TEXT SHOWN below:
Synopsis : 5%, 40%, 80%? What proportion of the Asian hornet’s diet is honey bees? It depends where and how you look, but we need to know to help mitigate the impact of the hornet invasion.
Munchity crunchity are the words that usually come to mind 1 when I watch a dragonfly chewing on whatever hapless insect it has just caught. There’s the crunching as the chitinous exoskeleton is pared away and discarded and the munching through the soft abdominal tissues and thoracic musculature 2
Whatever it is, it’s a term that nicely describes the sight – and sound if you’re close enough – of eating something crispy on the outside and squidgy in the middle, like a dragonfly eating a wasp, an otter eating a sea urchin, or a dinner guest scoffing the last of the dark chocolate pralines.
End of TEXT SHOWN.
ABOUT THIS TASK: Continue the piece on the Asian hornet's diet from its last sentence, the one about the dinner guest and the dark chocolate pralines.
SUPPLIED MATERIAL below:
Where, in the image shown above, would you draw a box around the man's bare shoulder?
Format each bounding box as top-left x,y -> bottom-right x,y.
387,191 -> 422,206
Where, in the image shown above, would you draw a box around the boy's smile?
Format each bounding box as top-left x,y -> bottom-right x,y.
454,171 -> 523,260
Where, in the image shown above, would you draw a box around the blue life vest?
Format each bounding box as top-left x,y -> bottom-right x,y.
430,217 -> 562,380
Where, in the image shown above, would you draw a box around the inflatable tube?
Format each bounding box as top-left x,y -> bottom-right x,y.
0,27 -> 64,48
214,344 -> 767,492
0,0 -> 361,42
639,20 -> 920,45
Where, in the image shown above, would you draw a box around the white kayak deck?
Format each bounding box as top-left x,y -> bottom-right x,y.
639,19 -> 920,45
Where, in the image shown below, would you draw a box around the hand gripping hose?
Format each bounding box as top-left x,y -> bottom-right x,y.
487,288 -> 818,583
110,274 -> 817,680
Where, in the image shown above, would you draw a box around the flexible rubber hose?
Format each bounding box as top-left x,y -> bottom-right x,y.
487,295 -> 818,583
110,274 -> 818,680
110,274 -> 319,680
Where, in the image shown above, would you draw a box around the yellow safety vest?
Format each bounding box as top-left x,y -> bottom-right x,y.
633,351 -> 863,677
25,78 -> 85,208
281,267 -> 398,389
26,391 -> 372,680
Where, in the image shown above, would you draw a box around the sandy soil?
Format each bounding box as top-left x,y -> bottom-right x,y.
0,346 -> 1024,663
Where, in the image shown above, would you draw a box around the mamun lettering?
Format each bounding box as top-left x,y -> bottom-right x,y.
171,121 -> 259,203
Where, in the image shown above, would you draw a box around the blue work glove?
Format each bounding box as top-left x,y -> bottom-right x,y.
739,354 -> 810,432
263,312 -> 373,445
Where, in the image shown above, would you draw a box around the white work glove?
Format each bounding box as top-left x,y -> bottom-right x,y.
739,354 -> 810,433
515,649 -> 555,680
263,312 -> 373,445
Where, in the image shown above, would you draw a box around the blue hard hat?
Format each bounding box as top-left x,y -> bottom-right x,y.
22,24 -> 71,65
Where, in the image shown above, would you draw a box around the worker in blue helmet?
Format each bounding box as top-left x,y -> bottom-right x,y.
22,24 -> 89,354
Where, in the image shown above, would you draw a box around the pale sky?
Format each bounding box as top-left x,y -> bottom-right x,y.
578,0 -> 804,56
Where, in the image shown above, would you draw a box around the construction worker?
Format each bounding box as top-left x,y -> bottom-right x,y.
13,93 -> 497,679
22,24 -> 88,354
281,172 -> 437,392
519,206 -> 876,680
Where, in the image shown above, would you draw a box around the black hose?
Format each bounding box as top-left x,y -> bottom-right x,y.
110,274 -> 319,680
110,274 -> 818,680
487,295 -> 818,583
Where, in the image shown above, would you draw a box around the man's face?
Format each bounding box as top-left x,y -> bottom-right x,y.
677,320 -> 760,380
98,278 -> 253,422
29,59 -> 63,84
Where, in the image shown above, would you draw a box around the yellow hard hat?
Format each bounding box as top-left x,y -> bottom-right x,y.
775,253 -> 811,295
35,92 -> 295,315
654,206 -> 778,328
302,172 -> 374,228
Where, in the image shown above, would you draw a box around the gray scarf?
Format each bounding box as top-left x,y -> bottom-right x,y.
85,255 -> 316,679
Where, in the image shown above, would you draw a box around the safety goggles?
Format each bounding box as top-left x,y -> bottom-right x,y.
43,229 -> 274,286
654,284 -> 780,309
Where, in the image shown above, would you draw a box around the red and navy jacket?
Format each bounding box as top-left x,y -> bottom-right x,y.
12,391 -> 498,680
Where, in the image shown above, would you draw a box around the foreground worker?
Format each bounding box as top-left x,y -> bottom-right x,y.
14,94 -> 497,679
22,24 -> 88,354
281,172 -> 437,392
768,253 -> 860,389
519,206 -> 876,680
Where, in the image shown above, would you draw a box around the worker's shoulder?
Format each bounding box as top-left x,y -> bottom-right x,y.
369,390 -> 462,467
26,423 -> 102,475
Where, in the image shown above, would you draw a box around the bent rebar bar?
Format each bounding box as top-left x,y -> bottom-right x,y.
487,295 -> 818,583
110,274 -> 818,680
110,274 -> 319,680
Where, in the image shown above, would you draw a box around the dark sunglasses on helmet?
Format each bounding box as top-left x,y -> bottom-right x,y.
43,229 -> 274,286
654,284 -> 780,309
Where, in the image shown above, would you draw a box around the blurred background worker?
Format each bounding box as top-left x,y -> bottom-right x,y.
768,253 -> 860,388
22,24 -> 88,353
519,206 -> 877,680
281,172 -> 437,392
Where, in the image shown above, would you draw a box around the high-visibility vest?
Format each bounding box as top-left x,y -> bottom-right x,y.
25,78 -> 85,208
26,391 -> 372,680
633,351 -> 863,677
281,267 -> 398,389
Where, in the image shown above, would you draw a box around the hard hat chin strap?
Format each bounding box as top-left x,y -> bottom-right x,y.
End of SUPPLIED MATERIAL.
EXERCISE RESULT:
Munchity crunchity is not ((Yet.)) the accepted technical term describing how an Asian hornet (Vespa velutina) worker dismembers a honey bee to prepare a protein-rich pellet to take back to the nest to feed the developing larvae, but perhaps it should be?
Although most of the press coverage (and inevitably most of the beekeeping coverage) has been about the decimation of honey bee colonies by Asian hornets, their success as an invasive insect is because they have catholic tastes and are opportunistic predators.